Selected extract:
_ _ _ _ _
What if you could give every user of your software the experience of having a dedicated server machine assigned to them?

The Core Message

"Production is more than copying files and starting a process"

Production requires:

  • Database backups
  • Searchable logs
  • Application monitoring
  • Security measures
  • And much more...

What is Kamal?

Zero-downtime deployment tool for containerized applications

Features:

  • Rolling restarts
  • Asset bridging
  • Remote builds
  • Accessory service management

Key Points:

  • Built on Docker
  • Originally for Rails
  • Works with any containerized app

The Knowledge Gap

What Rails developers know:

  • Web framework concepts
  • Business domain expertise
  • Application development

What production requires:

  • Docker & containerization
  • Linux system administration
  • Networking & security
  • Infrastructure management

This book bridges that gap!

Book Structure Overview

Three Main Sections:

  1. First Deploy - Getting started
  2. Going to Production - Production readiness
  3. Conclusion - Recap and alternatives

Key Philosophy: Deploy locally first, then to production

Prerequisites & Preparation

Before You Deploy, Gather:

  • ✅ SSH Key (not passwords!)
  • ✅ Server (VPS or dedicated)
  • ✅ Domain name
  • ✅ Container registry account
  • ✅ Password manager
  • ✅ Optional: Separate builder

Deploy Locally First!

The Recipe - Configuration

Key Configuration Files:

1. config/deploy.yml

  • Service name
  • Image registry details
  • Server IPs
  • SSL/proxy settings
  • Volumes for persistence

2. .kamal/secrets

  • Registry passwords
  • Rails master key
  • API credentials

First Deploy Commands

# Initial setup (installs Docker, builds, deploys)
bin/kamal setup

# Subsequent deploys
bin/kamal deploy

What happens during setup:

  • Installs Docker on host
  • Builds & pushes image
  • Starts container
  • Runs migrations
  • Configures SSL
  • Sets up proxy

Security Best Practices

Three Attack Vectors to Protect:

  1. You - Use SSH keys & password managers
  2. Your Application - Keep dependencies updated
  3. Your Server - Firewall & system updates

Essential Ports:

  • 22 (SSH)
  • 80 (HTTP)
  • 443 (HTTPS)
  • Block everything else!
_ _ _ _ _
What you will do:
1. Which three ports does the Kamal deployment outline above list as essential?
2. Please continue the Kamal deployment outline above, picking up after its last line.

Information shown:
_ _ _ _ _
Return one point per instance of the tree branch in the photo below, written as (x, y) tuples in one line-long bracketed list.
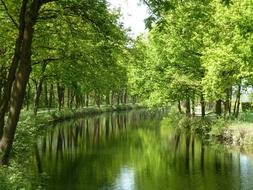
_ _ _ _ _
Answers to the problems:
1. 22 (SSH), 80 (HTTP), and 443 (HTTPS).

2.
Litestream: Continuous SQLite Backups

dbs:
  - path: /data/production.sqlite3
    replicas:
      - type: s3
        endpoint: ${ENDPOINT_URL}
        bucket: ${BUCKET_NAME}
        path: depot
  • Real-time S3 replication
  • Point-in-time recovery
  • Minimal performance impact

Logging & Monitoring

Vector for Log Aggregation

Benefits:

  • Collects logs from multiple sources
  • Ships to various destinations
  • Highly performant
  • Easy configuration

Also covered:

  • Sentry for error tracking
  • Prometheus for metrics
  • Health checks

Performance with Thruster

HTTP/2 and Asset Caching

# Simple addition to config.ru
require "thruster"
run Thruster.run(Rails.application)

Benefits:

  • X-Sendfile support
  • HTTP/2 out of the box
  • Automatic asset caching
  • Minimal configuration

Staging Environments

Test before production!

Options covered:

  1. Separate staging server
  2. Multiple apps on one server (using Kamal proxy)
  3. Environment-specific configurations

Key insight: Kamal's proxy allows multiple apps per server

Continuous Deployment

GitHub Actions Integration

- name: Deploy with Kamal
  run: |
    bin/kamal deploy
  env:
    KAMAL_REGISTRY_PASSWORD: ${{ secrets.KAMAL_REGISTRY_PASSWORD }}
  • Automated deployments on push
  • Secure secret management
  • Zero-downtime updates

The Scaling Journey

  1. Single user, single machine
  2. Multiple users, separate databases
  3. Multiple machines
  4. Macro services
  5. Backups & logging
  6. Admin automation

"You can't make problems disappear, but you can make them smaller and more manageable"

Exponential Growth

Year Events Cities Countries Continents
2022 8 6 1 1
2023 30 20 3 2
2024 90 45 5 3
2025 333 74 8 4

Architecture scales linearly - no complex orchestration needed!

Production Architecture in Action

Running on Multiple Platforms

  • 12 hosts globally
  • 333 events across 74 cities
  • 8 countries, 4 continents
  • Running on both Fly.io AND Kamal/Hetzner
  • Companion apps in JavaScript
  • Zero shared data between events

Proof that the approach works!

Key Takeaways

  1. Deploy locally first - Catch issues early
  2. Gather ingredients before cooking - Preparation is key
  3. Security is not optional - SSH keys, firewalls, updates
  4. Backups are essential - Automate with Litestream
  5. Monitor everything - Logs, errors, performance
  6. Start simple, scale later - Don't over-engineer

When to Use What?

Use Kamal when:

  • You want full control
  • Cost optimization is important
  • You enjoy managing infrastructure
  • You have specific compliance needs

Use PaaS when:

  • You want to focus only on code
  • You need global presence quickly
  • You have a small team
  • You value convenience over cost

Both are valid choices!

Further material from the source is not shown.